# Dataset excerpts start

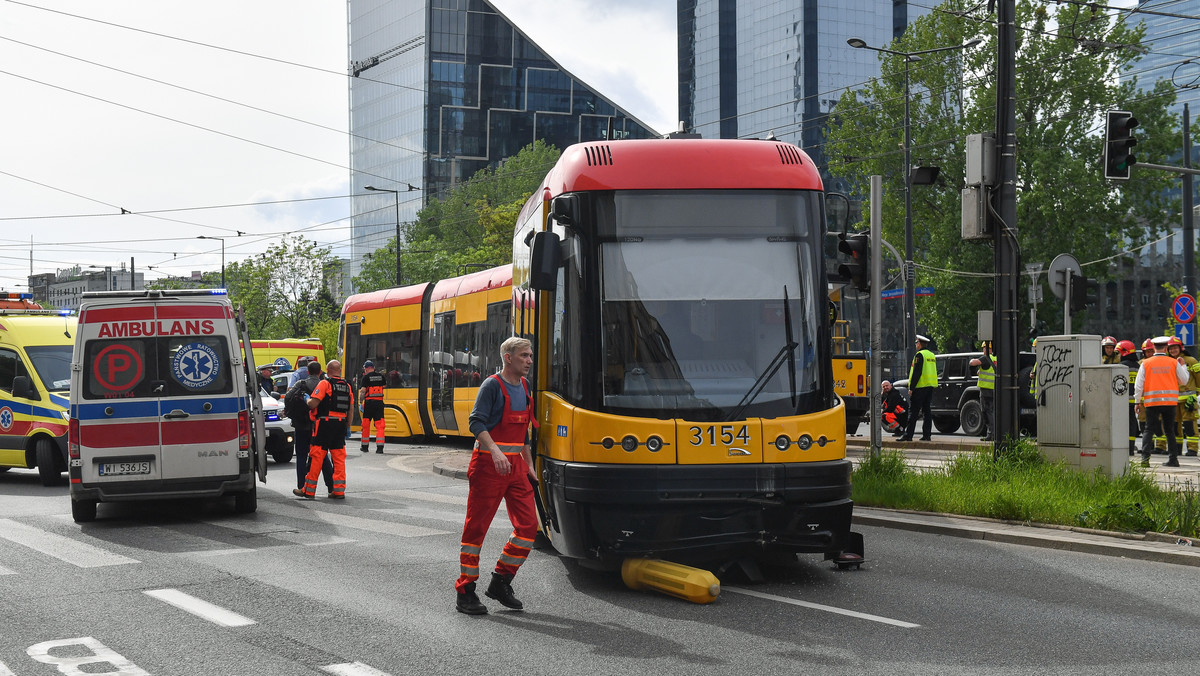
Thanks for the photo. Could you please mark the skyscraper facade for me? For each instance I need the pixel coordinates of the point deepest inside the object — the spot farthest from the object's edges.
(445, 88)
(1173, 39)
(759, 67)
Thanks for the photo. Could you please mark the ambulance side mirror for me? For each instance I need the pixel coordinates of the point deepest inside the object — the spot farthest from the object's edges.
(23, 389)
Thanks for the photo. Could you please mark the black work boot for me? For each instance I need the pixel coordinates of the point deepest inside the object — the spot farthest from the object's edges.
(469, 603)
(502, 591)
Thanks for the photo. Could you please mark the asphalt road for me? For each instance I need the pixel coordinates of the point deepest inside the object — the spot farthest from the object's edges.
(365, 587)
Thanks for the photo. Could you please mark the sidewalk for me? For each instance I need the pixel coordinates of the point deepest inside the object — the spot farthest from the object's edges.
(1149, 546)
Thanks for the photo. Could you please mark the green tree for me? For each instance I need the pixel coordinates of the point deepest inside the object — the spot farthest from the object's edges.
(1067, 67)
(472, 226)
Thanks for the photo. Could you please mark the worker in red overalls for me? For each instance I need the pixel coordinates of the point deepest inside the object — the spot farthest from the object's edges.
(501, 467)
(371, 394)
(330, 404)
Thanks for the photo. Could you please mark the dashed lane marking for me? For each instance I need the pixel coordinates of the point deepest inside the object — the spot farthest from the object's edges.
(353, 669)
(346, 520)
(823, 608)
(82, 555)
(201, 608)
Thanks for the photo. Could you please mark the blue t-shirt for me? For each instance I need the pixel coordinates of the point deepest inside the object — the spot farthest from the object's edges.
(490, 405)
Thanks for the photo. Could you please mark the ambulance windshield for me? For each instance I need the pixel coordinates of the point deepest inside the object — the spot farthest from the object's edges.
(53, 365)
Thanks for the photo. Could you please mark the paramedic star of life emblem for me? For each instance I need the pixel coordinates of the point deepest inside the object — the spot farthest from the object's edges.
(196, 365)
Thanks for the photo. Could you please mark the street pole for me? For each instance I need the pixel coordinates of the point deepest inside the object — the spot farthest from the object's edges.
(910, 285)
(395, 193)
(1007, 256)
(876, 311)
(222, 255)
(910, 274)
(1189, 269)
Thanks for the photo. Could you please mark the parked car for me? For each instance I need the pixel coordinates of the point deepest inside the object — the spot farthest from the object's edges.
(955, 402)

# Dataset excerpts end

Goal ▸
Lay out every line of the listing above as a Markdown table with the columns "No." and "Line", numbering the rows and omitting blank lines. Leave the pictures out of the table.

Result of the exercise ▸
| No. | Line |
|---|---|
| 1 | Thanks for the photo. Could you please mark the skyscraper facade for me? For each instance I need the pixel coordinates of the point deepest inside the object — the spot farthest from the object's edges. |
| 2 | (445, 88) |
| 3 | (1173, 39) |
| 4 | (759, 67) |
| 5 | Thanks for the photo. Could you please mark the ambulance side mirror for me? For each instance I need the pixel coordinates of the point deepest inside the object — the spot farthest from the object's edges. |
| 6 | (23, 389) |
| 7 | Thanks for the photo. Could you please mark the black work boot for me? For each instance I need the pixel coordinates of the point deepest inside the object — the spot farthest from the object's edges. |
| 8 | (469, 603) |
| 9 | (502, 591) |
| 10 | Thanks for the photo. Could you please mark the asphalt road for me? For each instance I need the pixel coordinates of the point deepest inside the object — the spot farthest from the object's edges. |
| 11 | (365, 587) |
| 12 | Thanks for the photo. Could you please mark the sidewalk for me? For each instance I need the pixel coordinates of the point deepest inside the object — the spot farthest from the object's edges. |
| 13 | (1149, 546) |
| 14 | Thanks for the photo. Could you please mark the green tree for me? For each instance I need the pixel coordinates of the point deepest inside the object — the spot farthest from the object's edges. |
| 15 | (1067, 67) |
| 16 | (472, 226) |
| 17 | Thanks for the photo. Could you please mark the worker in red overalls for me? For each instance I need the pixel coordinates of the point deepest inside the object — the spot farthest from the object's edges. |
| 18 | (501, 467) |
| 19 | (371, 394) |
| 20 | (330, 404) |
| 21 | Thanks for the photo. Could you please mark the dashed lane marking for me? For each instance I need the pixel coordinates of the point deepest inside the object — the spot farthest from the object's edges. |
| 22 | (353, 669) |
| 23 | (346, 520) |
| 24 | (823, 608) |
| 25 | (82, 555) |
| 26 | (201, 608) |
| 27 | Thanks for the photo. Could you please mark the blue t-shirt for me? For each instance I need the pixel coordinates of the point deepest inside the object — the spot farthest from the object's edges. |
| 28 | (490, 405) |
| 29 | Thanks for the photo. Could you please mark the ambulance windshield for me? For each instance I need the pixel coordinates of the point deepest inside the object — the spot farthest from the object's edges. |
| 30 | (53, 365) |
| 31 | Thanks for the photo. Could you please mark the paramedic star of life emblem for me? For each instance I need the pixel coordinates of the point deepest inside the object — the spot farthest from the object's edges. |
| 32 | (196, 365) |
| 33 | Thanks for the photo. Could you please mark the street pole for me? For each instance I need the pixel coordinates of the point deepest inside the object — the spot farthest from the object's edges. |
| 34 | (910, 285) |
| 35 | (395, 193) |
| 36 | (1007, 256) |
| 37 | (876, 311) |
| 38 | (222, 255) |
| 39 | (910, 274) |
| 40 | (1189, 269) |
| 41 | Thanks for the photo. Could you please mark the parked car for me? For each instance I need the pixel coordinates of the point deepest inside the object — the spot farthest from the object's edges. |
| 42 | (955, 402) |